_WRITTEN TASKS:_
1. In the news report on Mrs May's EU speech, reproduce the part that opens with the words containing "In her speech" and closes with "entry to terrorists.".
2. Which five potential new EU members did Michael Gove name, according to the news report on Mrs May's EU speech?
3. Translate this sentence from the news report on Mrs May's EU speech into Spanish: "The Conservatives have pledged to replace the Human Rights Act with a "British Bill of Rights" but have not proposed leaving the convention altogether."

_DOCUMENT EXCERPT:_
--
She also raised concerns about more countries joining the EU.
The ECHR, which is separate from the EU institutions, was incorporated into UK law by the Human Rights Act.
The Conservatives have pledged to replace the Human Rights Act with a "British Bill of Rights" but have not proposed leaving the convention altogether.
Analysis by Laura Kuenssberg
BBC political editor
The home secretary is one of the most senior politicians in the country. Of course, her backing of the Remain campaign is important. And it's certainly better for the prime minister and the Remain campaign to have her In, rather than Out.
But her qualified support suggests there are three, rather than two, positions at the top of the Conservative party - 'Remain', 'Leave', and perhaps now, 'Reluctant Remain'.
It was the Out campaign struggling to contain their internal differences. Tonight, it feels like cracks might appear on the other side too.
A Downing Street spokeswoman urged journalists not to "overdo the differences" between the prime minister and the home secretary on withdrawal from the ECHR.
She said Mr Cameron "rules nothing out" as he seeks reform of the convention, saying the home secretary had been "setting out a clear distinction between the ECHR and the EU".
Regardless of the outcome of the 23 June EU referendum, Mrs May said she still believed the UK should leave the ECHR which she said "adds nothing to our prosperity".
It was the ECHR, not the EU, that was responsible for controversial human rights decision affecting the UK, she said.
Earlier pro-Leave Justice Secretary Michael Gove warned that five potential new members of the EU - Macedonia, Montenegro, Serbia, Albania and Turkey - would result in millions more people having the right to move to the UK.
Mrs May said Albania, Serbia and Turkey had "poor populations and serious problems with organised crime, corruption, and sometimes even terrorism".
She added: "We have to ask ourselves, is it really right that the EU should just continue to expand, conferring upon all new member states all the rights of membership?"
She said the UK had "forgotten how to lead" in Europe and must re-assert itself to force change from within, adding that it could veto Turkey joining the EU.
In her speech - and during a question and answer session - Mrs May admitted that being in the EU made it harder to control the "volume of immigration". But she said the UK was able to control its border by blocking entry to terrorists.
She praised David Cameron's leadership in trying to seek a better deal for the UK, but said the UK's collective posture was too often to "blame Europe" for its problems and the UK "has to have more confidence to get things done" rather than "shouting from the sidelines".
--
_GIVEN MATERIAL:_
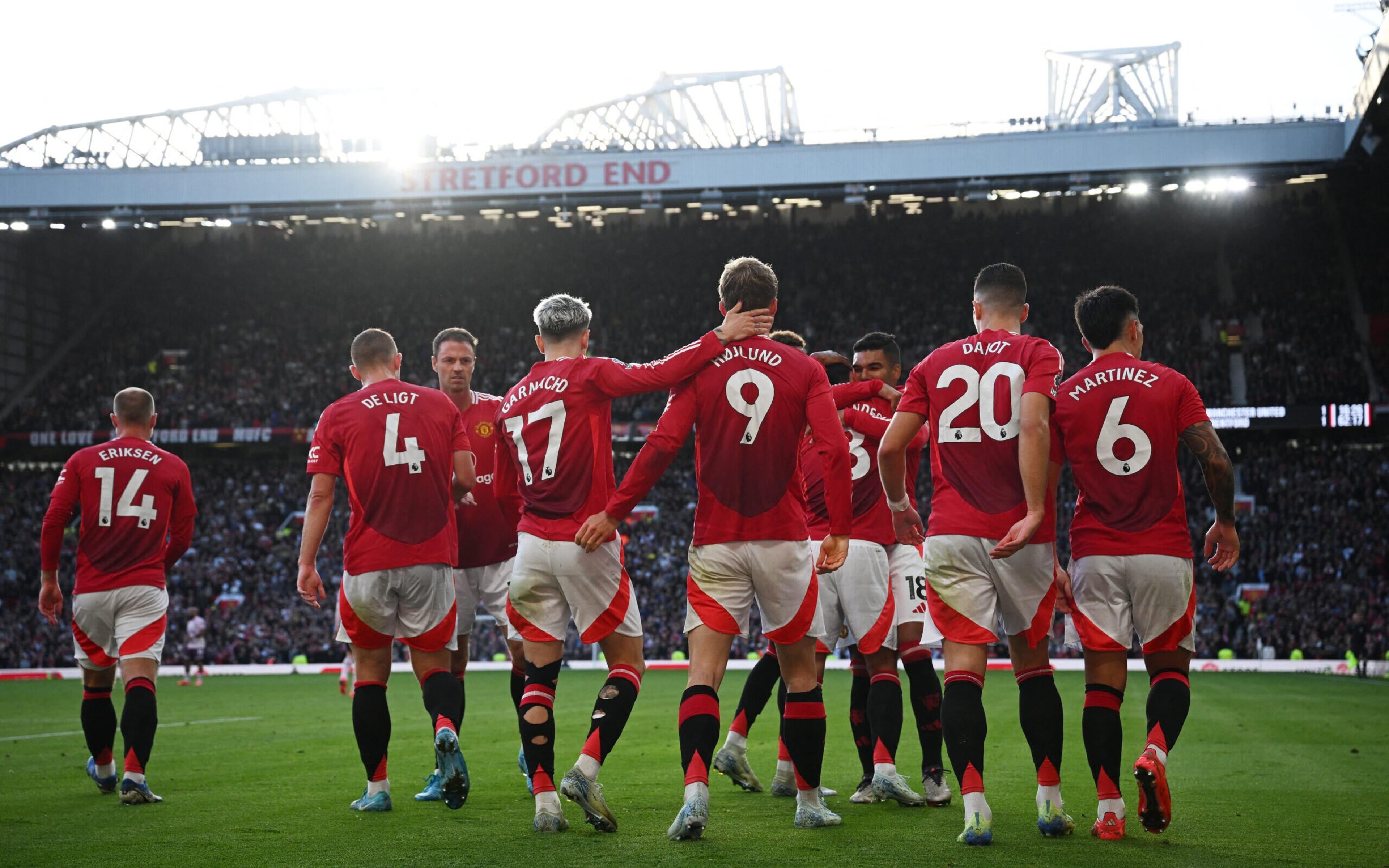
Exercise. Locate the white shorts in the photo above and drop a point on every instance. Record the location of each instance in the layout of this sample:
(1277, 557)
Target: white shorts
--
_SOLUTIONS TO THE TASKS:_
1.
In her speech - and during a question and answer session - Mrs May admitted that being in the EU made it harder to control the "volume of immigration". But she said the UK was able to control its border by blocking entry to terrorists.

2. Macedonia, Montenegro, Serbia, Albania and Turkey.

3. Los conservadores se han comprometido a sustituir la Ley de Derechos Humanos por una "Carta de Derechos británica", pero no han propuesto abandonar el convenio por completo.